_Brief_
Write out the listing exactly as it is given.
--
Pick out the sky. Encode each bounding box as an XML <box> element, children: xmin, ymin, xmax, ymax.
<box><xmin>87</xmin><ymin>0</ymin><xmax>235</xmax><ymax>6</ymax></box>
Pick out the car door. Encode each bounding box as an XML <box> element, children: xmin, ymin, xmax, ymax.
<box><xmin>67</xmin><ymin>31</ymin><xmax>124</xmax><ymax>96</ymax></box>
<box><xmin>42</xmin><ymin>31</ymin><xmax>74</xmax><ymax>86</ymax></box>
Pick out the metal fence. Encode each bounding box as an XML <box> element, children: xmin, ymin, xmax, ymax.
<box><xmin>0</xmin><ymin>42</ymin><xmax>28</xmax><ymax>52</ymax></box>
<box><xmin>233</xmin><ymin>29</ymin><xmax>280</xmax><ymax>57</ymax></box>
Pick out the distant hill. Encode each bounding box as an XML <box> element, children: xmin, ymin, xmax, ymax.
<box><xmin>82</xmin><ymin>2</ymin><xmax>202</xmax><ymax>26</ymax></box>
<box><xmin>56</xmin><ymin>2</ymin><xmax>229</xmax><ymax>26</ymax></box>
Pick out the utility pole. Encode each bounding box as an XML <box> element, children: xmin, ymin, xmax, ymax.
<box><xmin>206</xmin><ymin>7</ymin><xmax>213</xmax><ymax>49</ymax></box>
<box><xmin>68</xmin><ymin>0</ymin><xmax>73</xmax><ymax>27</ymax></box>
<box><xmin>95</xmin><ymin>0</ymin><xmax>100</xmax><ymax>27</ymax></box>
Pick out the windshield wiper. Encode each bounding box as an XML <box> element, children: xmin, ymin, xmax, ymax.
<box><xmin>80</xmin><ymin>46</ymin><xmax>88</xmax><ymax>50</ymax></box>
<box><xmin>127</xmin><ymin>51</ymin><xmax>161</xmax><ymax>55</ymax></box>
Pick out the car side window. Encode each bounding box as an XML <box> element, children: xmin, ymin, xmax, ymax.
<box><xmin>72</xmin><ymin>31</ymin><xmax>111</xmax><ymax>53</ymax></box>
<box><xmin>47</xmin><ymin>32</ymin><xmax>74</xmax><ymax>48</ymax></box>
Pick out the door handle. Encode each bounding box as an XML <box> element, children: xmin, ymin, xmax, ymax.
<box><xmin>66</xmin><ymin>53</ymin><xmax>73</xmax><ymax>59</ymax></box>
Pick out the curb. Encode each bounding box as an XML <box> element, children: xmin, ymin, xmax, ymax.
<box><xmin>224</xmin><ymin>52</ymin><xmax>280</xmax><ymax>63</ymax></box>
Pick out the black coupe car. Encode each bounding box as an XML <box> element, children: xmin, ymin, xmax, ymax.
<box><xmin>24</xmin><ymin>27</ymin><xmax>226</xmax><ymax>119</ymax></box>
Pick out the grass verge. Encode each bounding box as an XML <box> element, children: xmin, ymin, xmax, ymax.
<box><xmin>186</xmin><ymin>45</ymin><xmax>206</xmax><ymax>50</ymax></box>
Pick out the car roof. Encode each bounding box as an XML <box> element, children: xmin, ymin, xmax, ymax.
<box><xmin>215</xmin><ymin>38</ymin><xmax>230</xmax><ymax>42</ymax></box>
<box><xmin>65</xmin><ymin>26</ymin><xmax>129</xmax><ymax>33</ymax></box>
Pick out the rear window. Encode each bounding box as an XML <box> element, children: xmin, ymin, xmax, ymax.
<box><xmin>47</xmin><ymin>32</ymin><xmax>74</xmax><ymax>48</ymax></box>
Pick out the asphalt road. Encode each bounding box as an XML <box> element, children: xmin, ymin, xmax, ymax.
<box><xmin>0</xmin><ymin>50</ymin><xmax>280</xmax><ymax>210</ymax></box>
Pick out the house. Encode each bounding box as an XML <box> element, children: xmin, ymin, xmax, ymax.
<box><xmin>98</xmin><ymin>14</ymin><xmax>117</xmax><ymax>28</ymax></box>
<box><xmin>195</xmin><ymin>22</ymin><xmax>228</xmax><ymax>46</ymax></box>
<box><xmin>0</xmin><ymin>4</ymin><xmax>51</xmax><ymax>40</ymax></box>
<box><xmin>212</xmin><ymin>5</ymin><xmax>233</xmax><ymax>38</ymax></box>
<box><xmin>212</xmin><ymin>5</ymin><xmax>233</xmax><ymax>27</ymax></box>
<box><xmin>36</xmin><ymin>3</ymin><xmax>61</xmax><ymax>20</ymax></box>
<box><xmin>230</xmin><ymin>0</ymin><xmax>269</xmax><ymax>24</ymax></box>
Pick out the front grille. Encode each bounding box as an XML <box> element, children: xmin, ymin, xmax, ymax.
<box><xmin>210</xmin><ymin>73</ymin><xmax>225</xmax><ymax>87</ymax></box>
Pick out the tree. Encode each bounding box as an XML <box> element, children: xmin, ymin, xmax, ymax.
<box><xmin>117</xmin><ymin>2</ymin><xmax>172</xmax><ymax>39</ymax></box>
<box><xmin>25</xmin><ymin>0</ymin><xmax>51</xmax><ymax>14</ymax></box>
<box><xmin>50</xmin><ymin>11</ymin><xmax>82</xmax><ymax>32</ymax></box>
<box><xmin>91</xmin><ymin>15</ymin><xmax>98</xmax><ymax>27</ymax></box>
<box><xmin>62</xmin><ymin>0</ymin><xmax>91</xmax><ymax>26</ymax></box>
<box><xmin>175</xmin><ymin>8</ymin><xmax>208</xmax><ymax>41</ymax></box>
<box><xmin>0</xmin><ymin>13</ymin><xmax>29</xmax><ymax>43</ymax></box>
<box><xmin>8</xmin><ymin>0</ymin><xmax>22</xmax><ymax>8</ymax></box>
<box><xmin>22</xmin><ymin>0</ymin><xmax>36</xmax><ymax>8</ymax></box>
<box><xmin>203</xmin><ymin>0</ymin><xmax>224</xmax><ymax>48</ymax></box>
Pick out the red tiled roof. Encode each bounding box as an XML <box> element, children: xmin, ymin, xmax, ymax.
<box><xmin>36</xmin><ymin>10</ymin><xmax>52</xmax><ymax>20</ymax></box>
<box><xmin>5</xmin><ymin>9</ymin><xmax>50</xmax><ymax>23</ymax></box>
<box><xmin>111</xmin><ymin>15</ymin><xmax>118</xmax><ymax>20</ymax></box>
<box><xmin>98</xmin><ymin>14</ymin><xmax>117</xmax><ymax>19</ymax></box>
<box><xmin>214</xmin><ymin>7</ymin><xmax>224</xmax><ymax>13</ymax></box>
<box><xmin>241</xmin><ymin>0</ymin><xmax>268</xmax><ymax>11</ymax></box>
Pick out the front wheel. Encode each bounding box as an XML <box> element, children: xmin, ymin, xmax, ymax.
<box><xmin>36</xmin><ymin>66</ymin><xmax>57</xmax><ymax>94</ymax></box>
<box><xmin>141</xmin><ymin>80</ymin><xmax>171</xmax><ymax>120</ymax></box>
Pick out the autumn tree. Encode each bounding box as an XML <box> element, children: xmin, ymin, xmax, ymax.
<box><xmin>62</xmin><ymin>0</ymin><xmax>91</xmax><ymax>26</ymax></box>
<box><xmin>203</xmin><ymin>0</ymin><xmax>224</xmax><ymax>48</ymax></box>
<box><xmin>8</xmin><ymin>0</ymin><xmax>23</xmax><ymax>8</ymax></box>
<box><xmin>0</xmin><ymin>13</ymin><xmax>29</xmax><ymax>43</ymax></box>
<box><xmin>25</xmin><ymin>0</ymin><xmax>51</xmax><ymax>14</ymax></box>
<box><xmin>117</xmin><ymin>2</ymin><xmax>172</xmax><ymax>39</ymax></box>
--
_Answer to the exercise_
Pick out the sky. Encode each bounding box as an XML <box> element, children: xmin, ymin, xmax, ymax.
<box><xmin>87</xmin><ymin>0</ymin><xmax>235</xmax><ymax>6</ymax></box>
Pick out the car door. Encode each bounding box as an XML <box> element, children: xmin, ymin, xmax, ymax.
<box><xmin>67</xmin><ymin>31</ymin><xmax>124</xmax><ymax>96</ymax></box>
<box><xmin>42</xmin><ymin>31</ymin><xmax>74</xmax><ymax>86</ymax></box>
Pick out the metal fence. Encode each bounding box as an XML <box> element, children: xmin, ymin, xmax, ymax.
<box><xmin>0</xmin><ymin>42</ymin><xmax>28</xmax><ymax>52</ymax></box>
<box><xmin>233</xmin><ymin>29</ymin><xmax>280</xmax><ymax>57</ymax></box>
Pick out the distant hill. Encode each bounding box as an XML <box> element, children: xmin, ymin, xmax, ymax.
<box><xmin>82</xmin><ymin>2</ymin><xmax>202</xmax><ymax>26</ymax></box>
<box><xmin>56</xmin><ymin>2</ymin><xmax>229</xmax><ymax>26</ymax></box>
Pick out the utility pole. Encode each bounding box as an XML <box> element, children: xmin, ymin, xmax, ymax.
<box><xmin>206</xmin><ymin>7</ymin><xmax>213</xmax><ymax>49</ymax></box>
<box><xmin>68</xmin><ymin>0</ymin><xmax>73</xmax><ymax>27</ymax></box>
<box><xmin>95</xmin><ymin>0</ymin><xmax>100</xmax><ymax>27</ymax></box>
Pick out the windshield wiper. Encode each bounding box as an XML <box> element, children: xmin, ymin, xmax, ymax.
<box><xmin>80</xmin><ymin>46</ymin><xmax>88</xmax><ymax>50</ymax></box>
<box><xmin>127</xmin><ymin>51</ymin><xmax>161</xmax><ymax>55</ymax></box>
Pick out the car side window. Encode each bounding box as an XML <box> element, children: xmin, ymin, xmax, ymax.
<box><xmin>72</xmin><ymin>31</ymin><xmax>111</xmax><ymax>53</ymax></box>
<box><xmin>47</xmin><ymin>32</ymin><xmax>74</xmax><ymax>48</ymax></box>
Pick out the door handle. Encode each bounding box as an XML <box> element, children: xmin, ymin, xmax, ymax.
<box><xmin>66</xmin><ymin>53</ymin><xmax>73</xmax><ymax>59</ymax></box>
Pick out the curb. Encode each bounding box as an XML <box> element, children: xmin, ymin, xmax, ymax.
<box><xmin>224</xmin><ymin>52</ymin><xmax>280</xmax><ymax>63</ymax></box>
Pick out the black coupe car. Encode each bounding box as an XML <box> element, children: xmin, ymin, xmax, ymax.
<box><xmin>24</xmin><ymin>27</ymin><xmax>226</xmax><ymax>119</ymax></box>
Pick out the grass verge. Encode each bounding box as an XML <box> element, children: xmin, ymin, xmax, ymax.
<box><xmin>186</xmin><ymin>45</ymin><xmax>206</xmax><ymax>50</ymax></box>
Pick out the car roof. Encode each bounding box as an XML <box> element, children: xmin, ymin, xmax, ymax.
<box><xmin>215</xmin><ymin>38</ymin><xmax>230</xmax><ymax>42</ymax></box>
<box><xmin>65</xmin><ymin>26</ymin><xmax>129</xmax><ymax>33</ymax></box>
Pick out the rear window. Encode each bounding box as an XML <box> element, children: xmin, ymin, xmax, ymax.
<box><xmin>47</xmin><ymin>32</ymin><xmax>74</xmax><ymax>48</ymax></box>
Pick out the asphalt road. Encode each bounding box as an XML <box> element, children: xmin, ymin, xmax, ymax.
<box><xmin>0</xmin><ymin>50</ymin><xmax>280</xmax><ymax>210</ymax></box>
Pick out the house. Encode each bounding box as an XML <box> element, children: xmin, ymin, xmax, ymax.
<box><xmin>98</xmin><ymin>14</ymin><xmax>117</xmax><ymax>28</ymax></box>
<box><xmin>195</xmin><ymin>22</ymin><xmax>228</xmax><ymax>46</ymax></box>
<box><xmin>0</xmin><ymin>4</ymin><xmax>51</xmax><ymax>40</ymax></box>
<box><xmin>212</xmin><ymin>5</ymin><xmax>233</xmax><ymax>38</ymax></box>
<box><xmin>212</xmin><ymin>5</ymin><xmax>233</xmax><ymax>27</ymax></box>
<box><xmin>36</xmin><ymin>3</ymin><xmax>61</xmax><ymax>20</ymax></box>
<box><xmin>230</xmin><ymin>0</ymin><xmax>269</xmax><ymax>24</ymax></box>
Pick out the front grille. Encode each bounding box as an XML <box> element, children: xmin, ymin, xmax, ymax.
<box><xmin>210</xmin><ymin>73</ymin><xmax>225</xmax><ymax>87</ymax></box>
Pick out the tree. Encode each bounding box as an XML <box> element, children: xmin, ymin, xmax, ymax.
<box><xmin>117</xmin><ymin>2</ymin><xmax>172</xmax><ymax>39</ymax></box>
<box><xmin>25</xmin><ymin>0</ymin><xmax>51</xmax><ymax>14</ymax></box>
<box><xmin>50</xmin><ymin>11</ymin><xmax>82</xmax><ymax>32</ymax></box>
<box><xmin>91</xmin><ymin>15</ymin><xmax>98</xmax><ymax>27</ymax></box>
<box><xmin>62</xmin><ymin>0</ymin><xmax>91</xmax><ymax>26</ymax></box>
<box><xmin>175</xmin><ymin>8</ymin><xmax>208</xmax><ymax>41</ymax></box>
<box><xmin>0</xmin><ymin>13</ymin><xmax>29</xmax><ymax>43</ymax></box>
<box><xmin>8</xmin><ymin>0</ymin><xmax>22</xmax><ymax>8</ymax></box>
<box><xmin>22</xmin><ymin>0</ymin><xmax>36</xmax><ymax>8</ymax></box>
<box><xmin>203</xmin><ymin>0</ymin><xmax>224</xmax><ymax>48</ymax></box>
Pick out the red tiled roof. Encode each bounding box as an XML <box> element, children: xmin, ymin, xmax, ymax.
<box><xmin>36</xmin><ymin>10</ymin><xmax>52</xmax><ymax>20</ymax></box>
<box><xmin>5</xmin><ymin>9</ymin><xmax>50</xmax><ymax>23</ymax></box>
<box><xmin>111</xmin><ymin>15</ymin><xmax>118</xmax><ymax>20</ymax></box>
<box><xmin>98</xmin><ymin>14</ymin><xmax>117</xmax><ymax>19</ymax></box>
<box><xmin>214</xmin><ymin>7</ymin><xmax>224</xmax><ymax>13</ymax></box>
<box><xmin>241</xmin><ymin>0</ymin><xmax>268</xmax><ymax>11</ymax></box>
Pick out the front wheel. Encode each bounding box as an XML <box> element, children: xmin, ymin, xmax, ymax.
<box><xmin>36</xmin><ymin>66</ymin><xmax>57</xmax><ymax>94</ymax></box>
<box><xmin>141</xmin><ymin>80</ymin><xmax>171</xmax><ymax>120</ymax></box>
Pick out the autumn tree. Encode each bounding box as an XML <box> element, children: xmin, ymin, xmax, ymax.
<box><xmin>62</xmin><ymin>0</ymin><xmax>91</xmax><ymax>26</ymax></box>
<box><xmin>203</xmin><ymin>0</ymin><xmax>224</xmax><ymax>48</ymax></box>
<box><xmin>8</xmin><ymin>0</ymin><xmax>23</xmax><ymax>8</ymax></box>
<box><xmin>0</xmin><ymin>13</ymin><xmax>29</xmax><ymax>43</ymax></box>
<box><xmin>25</xmin><ymin>0</ymin><xmax>51</xmax><ymax>14</ymax></box>
<box><xmin>117</xmin><ymin>2</ymin><xmax>172</xmax><ymax>39</ymax></box>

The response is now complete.